_Exercise requirements_. Arrange the material below as a Markdown table with the columns Row and Line, giving each line its own numbered row and skipping blank lines. Begin at the line that contains "If you could locate the hand holding" and stop at the end of the material.
··· Supplied data ···
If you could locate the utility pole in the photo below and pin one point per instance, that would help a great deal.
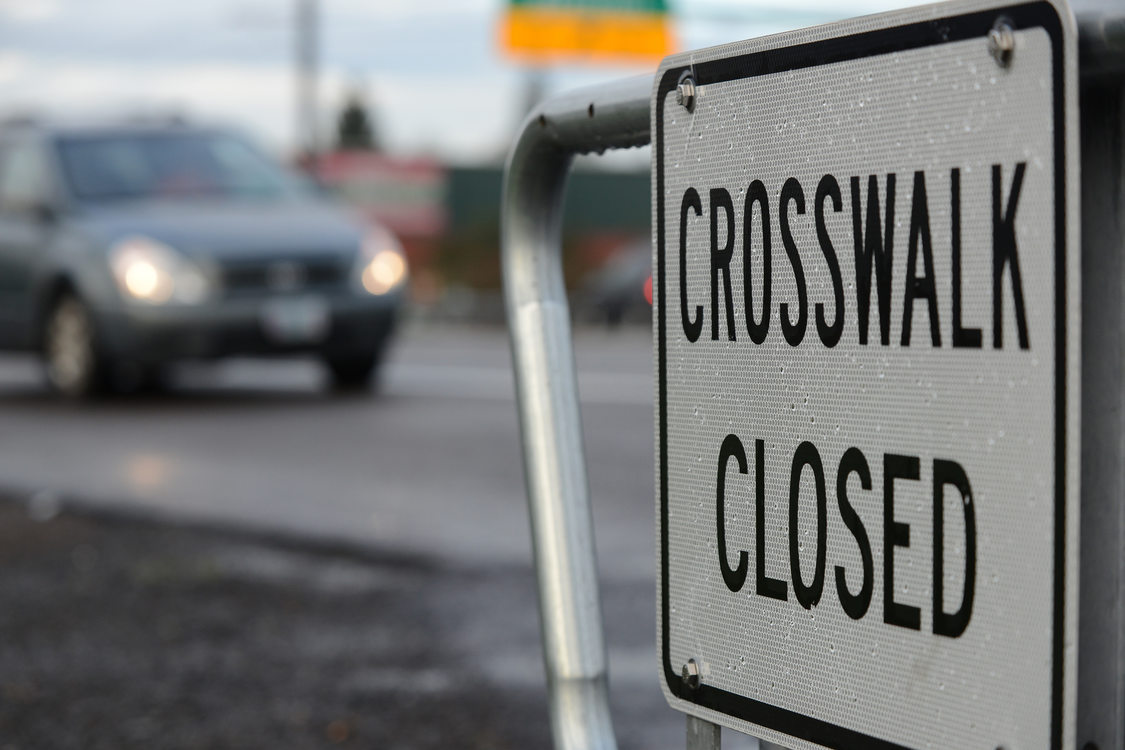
(306, 42)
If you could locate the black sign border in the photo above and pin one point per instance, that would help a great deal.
(826, 52)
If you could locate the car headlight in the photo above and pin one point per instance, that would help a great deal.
(149, 271)
(381, 265)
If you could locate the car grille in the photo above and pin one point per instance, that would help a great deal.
(281, 276)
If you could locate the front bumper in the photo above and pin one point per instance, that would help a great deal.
(150, 335)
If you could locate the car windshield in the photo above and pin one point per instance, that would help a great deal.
(127, 166)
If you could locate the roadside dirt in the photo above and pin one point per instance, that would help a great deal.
(119, 633)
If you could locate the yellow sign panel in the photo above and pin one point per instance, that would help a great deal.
(545, 34)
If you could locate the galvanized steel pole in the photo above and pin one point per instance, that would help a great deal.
(594, 119)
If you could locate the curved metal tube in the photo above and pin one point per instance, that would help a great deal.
(593, 119)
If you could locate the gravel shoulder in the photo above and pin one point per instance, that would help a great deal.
(125, 633)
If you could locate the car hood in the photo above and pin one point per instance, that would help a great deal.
(231, 231)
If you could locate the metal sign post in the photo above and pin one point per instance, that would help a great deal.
(1082, 675)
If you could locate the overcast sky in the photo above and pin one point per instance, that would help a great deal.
(431, 69)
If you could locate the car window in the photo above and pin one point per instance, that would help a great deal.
(169, 165)
(25, 180)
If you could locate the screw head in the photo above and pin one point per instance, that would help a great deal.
(685, 92)
(691, 675)
(1001, 42)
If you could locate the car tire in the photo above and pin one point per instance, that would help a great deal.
(72, 361)
(351, 371)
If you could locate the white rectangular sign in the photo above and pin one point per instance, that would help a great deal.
(866, 332)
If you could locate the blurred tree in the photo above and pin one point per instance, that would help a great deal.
(354, 129)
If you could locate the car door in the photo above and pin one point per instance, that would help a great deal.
(27, 224)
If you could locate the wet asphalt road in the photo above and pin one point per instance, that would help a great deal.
(428, 464)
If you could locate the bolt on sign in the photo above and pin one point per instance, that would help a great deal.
(867, 345)
(554, 30)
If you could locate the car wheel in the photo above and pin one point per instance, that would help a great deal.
(73, 364)
(351, 371)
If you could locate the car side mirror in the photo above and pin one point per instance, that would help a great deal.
(44, 213)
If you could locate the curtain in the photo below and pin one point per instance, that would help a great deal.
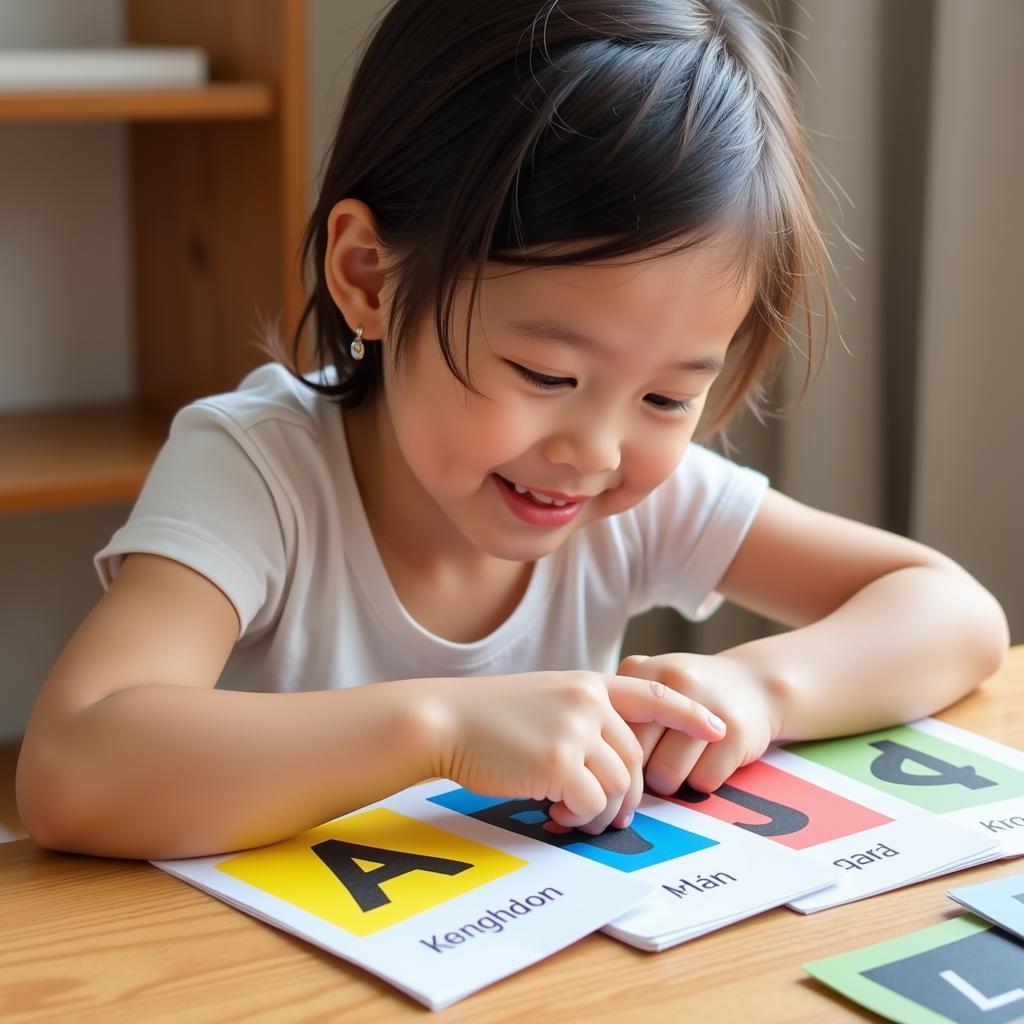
(913, 422)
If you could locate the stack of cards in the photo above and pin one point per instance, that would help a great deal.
(441, 891)
(1000, 902)
(872, 840)
(432, 901)
(962, 971)
(704, 875)
(964, 777)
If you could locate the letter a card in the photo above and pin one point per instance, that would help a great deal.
(962, 971)
(705, 875)
(967, 778)
(875, 842)
(432, 901)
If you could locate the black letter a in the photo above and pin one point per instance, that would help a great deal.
(340, 857)
(888, 766)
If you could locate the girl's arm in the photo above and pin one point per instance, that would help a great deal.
(131, 752)
(886, 630)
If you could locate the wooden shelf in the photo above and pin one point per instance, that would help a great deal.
(217, 101)
(76, 457)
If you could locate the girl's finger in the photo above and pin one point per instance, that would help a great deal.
(717, 764)
(647, 700)
(628, 664)
(605, 765)
(648, 734)
(673, 760)
(627, 747)
(583, 798)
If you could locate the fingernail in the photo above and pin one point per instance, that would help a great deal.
(716, 723)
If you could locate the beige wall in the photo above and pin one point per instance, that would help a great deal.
(66, 313)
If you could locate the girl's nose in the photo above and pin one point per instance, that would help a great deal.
(594, 448)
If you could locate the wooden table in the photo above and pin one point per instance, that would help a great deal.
(90, 939)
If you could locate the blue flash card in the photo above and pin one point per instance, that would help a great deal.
(1000, 901)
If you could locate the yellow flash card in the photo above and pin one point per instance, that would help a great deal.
(371, 870)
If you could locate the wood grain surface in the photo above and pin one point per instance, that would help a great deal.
(88, 939)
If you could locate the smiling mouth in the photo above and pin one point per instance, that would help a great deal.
(542, 498)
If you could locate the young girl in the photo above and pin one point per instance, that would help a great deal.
(553, 238)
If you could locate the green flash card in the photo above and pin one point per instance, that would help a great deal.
(963, 971)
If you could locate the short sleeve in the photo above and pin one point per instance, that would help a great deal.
(691, 527)
(207, 504)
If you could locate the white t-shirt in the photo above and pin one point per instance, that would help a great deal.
(255, 491)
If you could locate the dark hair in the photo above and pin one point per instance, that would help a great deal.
(475, 130)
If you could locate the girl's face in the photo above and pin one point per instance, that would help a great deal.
(592, 381)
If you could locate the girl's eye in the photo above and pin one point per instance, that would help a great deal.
(542, 380)
(671, 404)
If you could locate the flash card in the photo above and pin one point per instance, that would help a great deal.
(962, 971)
(872, 841)
(704, 875)
(434, 902)
(967, 778)
(1000, 901)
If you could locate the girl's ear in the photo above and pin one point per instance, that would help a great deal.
(354, 266)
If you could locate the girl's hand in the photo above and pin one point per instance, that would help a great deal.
(562, 736)
(730, 689)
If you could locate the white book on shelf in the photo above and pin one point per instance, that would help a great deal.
(110, 68)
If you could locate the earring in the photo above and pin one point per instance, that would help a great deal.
(357, 349)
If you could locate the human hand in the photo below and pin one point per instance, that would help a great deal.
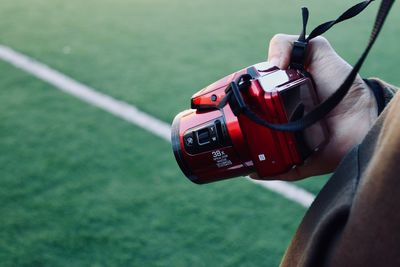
(351, 119)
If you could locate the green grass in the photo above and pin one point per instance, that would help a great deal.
(80, 187)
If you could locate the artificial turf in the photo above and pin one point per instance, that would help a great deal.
(79, 187)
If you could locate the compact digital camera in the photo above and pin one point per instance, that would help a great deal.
(212, 142)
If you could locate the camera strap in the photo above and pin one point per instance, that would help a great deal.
(238, 105)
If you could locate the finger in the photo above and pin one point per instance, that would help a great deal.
(280, 48)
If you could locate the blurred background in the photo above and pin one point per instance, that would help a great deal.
(81, 187)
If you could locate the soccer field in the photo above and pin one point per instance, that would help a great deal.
(82, 187)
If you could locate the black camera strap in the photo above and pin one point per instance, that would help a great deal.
(298, 55)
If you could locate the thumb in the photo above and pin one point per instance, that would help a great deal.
(280, 49)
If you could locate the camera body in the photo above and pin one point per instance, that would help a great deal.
(211, 143)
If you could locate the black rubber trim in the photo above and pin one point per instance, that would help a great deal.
(176, 147)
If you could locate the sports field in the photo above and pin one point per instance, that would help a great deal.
(82, 187)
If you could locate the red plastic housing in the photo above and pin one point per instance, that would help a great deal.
(225, 146)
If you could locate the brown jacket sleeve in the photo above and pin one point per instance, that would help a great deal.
(355, 219)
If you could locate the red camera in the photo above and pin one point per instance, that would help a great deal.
(212, 142)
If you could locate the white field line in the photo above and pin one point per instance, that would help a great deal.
(127, 112)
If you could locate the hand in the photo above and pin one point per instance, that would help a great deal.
(348, 123)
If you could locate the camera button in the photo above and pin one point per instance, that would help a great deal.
(189, 141)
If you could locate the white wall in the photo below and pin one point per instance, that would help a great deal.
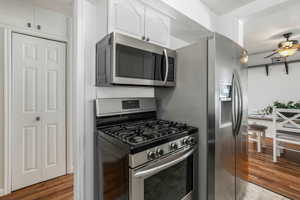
(278, 86)
(227, 25)
(1, 108)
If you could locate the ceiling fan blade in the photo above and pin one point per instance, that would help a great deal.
(272, 54)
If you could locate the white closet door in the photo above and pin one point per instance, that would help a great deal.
(38, 110)
(53, 113)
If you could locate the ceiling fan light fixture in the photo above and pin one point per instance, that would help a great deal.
(244, 57)
(287, 52)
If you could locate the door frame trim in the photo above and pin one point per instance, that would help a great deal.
(8, 87)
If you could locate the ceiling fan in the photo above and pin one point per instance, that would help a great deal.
(286, 48)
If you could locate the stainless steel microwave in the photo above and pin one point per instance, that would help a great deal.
(123, 60)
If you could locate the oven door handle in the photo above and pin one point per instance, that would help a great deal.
(154, 170)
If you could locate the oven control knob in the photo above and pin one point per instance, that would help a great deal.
(174, 146)
(151, 155)
(185, 141)
(160, 152)
(191, 140)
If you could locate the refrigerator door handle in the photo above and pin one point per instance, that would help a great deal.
(238, 104)
(233, 96)
(167, 66)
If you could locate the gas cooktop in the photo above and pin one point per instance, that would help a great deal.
(137, 133)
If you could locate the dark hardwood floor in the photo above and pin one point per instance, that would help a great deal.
(282, 177)
(60, 188)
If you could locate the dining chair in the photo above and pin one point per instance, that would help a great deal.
(286, 124)
(257, 133)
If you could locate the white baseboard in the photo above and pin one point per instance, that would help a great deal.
(1, 192)
(70, 170)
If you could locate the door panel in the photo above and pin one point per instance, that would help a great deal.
(30, 142)
(38, 110)
(30, 87)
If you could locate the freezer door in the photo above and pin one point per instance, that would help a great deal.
(227, 118)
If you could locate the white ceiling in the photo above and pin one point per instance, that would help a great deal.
(221, 7)
(264, 30)
(62, 6)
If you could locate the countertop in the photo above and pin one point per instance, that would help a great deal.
(260, 117)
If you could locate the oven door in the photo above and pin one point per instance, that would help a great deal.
(170, 178)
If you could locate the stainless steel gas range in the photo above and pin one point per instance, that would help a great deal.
(140, 157)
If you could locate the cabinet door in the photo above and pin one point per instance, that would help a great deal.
(127, 16)
(16, 13)
(49, 22)
(157, 27)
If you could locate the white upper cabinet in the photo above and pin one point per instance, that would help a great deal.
(127, 16)
(50, 22)
(133, 18)
(157, 27)
(16, 13)
(22, 15)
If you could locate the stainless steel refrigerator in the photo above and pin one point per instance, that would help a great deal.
(211, 93)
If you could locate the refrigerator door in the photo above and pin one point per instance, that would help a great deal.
(227, 129)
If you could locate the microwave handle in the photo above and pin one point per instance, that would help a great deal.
(154, 170)
(167, 66)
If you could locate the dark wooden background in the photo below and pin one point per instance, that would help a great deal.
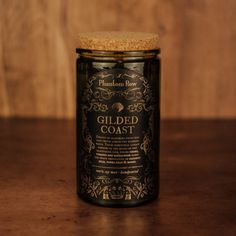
(38, 40)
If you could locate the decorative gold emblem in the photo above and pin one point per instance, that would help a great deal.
(117, 106)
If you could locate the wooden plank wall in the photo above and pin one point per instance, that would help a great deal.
(38, 40)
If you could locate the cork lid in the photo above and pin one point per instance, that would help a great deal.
(118, 41)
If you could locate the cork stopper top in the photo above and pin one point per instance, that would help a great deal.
(118, 41)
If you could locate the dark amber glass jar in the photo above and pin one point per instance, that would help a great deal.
(118, 117)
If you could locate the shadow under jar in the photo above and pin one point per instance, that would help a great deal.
(118, 119)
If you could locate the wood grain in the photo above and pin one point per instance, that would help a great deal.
(38, 40)
(38, 193)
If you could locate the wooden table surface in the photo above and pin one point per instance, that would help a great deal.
(38, 194)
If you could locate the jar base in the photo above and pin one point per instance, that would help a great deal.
(115, 204)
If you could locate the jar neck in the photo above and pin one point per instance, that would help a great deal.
(118, 55)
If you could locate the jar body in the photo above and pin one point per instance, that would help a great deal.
(118, 120)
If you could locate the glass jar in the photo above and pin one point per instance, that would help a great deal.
(118, 119)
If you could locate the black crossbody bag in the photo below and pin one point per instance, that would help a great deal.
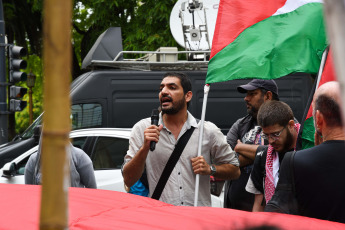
(179, 147)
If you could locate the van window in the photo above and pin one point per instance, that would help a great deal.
(86, 116)
(109, 153)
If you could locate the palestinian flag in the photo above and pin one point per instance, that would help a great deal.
(308, 130)
(266, 39)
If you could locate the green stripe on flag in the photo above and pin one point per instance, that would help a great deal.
(274, 47)
(308, 133)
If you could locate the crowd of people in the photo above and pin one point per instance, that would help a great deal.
(258, 158)
(252, 157)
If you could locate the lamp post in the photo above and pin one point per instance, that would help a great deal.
(30, 82)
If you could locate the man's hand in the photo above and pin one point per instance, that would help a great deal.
(317, 138)
(200, 166)
(151, 133)
(238, 146)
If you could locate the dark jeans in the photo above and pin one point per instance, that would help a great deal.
(236, 196)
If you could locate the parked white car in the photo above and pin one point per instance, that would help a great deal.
(106, 148)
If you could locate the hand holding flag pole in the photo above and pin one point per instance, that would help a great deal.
(203, 112)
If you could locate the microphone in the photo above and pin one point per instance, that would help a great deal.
(154, 121)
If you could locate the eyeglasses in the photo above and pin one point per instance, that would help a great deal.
(275, 136)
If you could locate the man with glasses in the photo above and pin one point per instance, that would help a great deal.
(280, 130)
(318, 172)
(244, 137)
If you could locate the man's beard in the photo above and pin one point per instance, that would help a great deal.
(175, 108)
(288, 142)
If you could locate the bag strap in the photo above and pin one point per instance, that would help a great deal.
(174, 157)
(292, 173)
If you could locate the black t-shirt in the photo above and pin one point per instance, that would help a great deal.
(320, 181)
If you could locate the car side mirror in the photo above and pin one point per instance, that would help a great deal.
···
_The completed task_.
| Row | Line |
|---|---|
| 1 | If you could locate the hand holding flag pole in the photo above and pin one point per instance, that would help a great deal. |
| 2 | (203, 112) |
| 3 | If you could locate the microphone in the photo above and pin one point per instance, that would help a great deal. |
| 4 | (154, 121) |
| 5 | If you could locate the eyeglasses in the photo above and pin one point per instance, that would help a great deal. |
| 6 | (275, 136) |
| 7 | If you could locate the man with glasses in the photo above and pin one point per instance, that would help a great deal. |
| 8 | (280, 130) |
| 9 | (318, 172) |
| 10 | (244, 137) |
| 11 | If you could locate the man's beard in the photo above and pin one point per instance, that would help a great deal. |
| 12 | (175, 108) |
| 13 | (288, 142) |
| 14 | If you could locate the bag strap in the photo above and pin one point per instance, that would help a great deal. |
| 15 | (174, 157) |
| 16 | (292, 173) |
| 17 | If you could locate the black t-shirt in the photo above and pin one point per instance, that would help a great deal. |
| 18 | (320, 181) |
| 19 | If you could locate the car side mirror in the photo above and pin one point per instance, that would help a great deal. |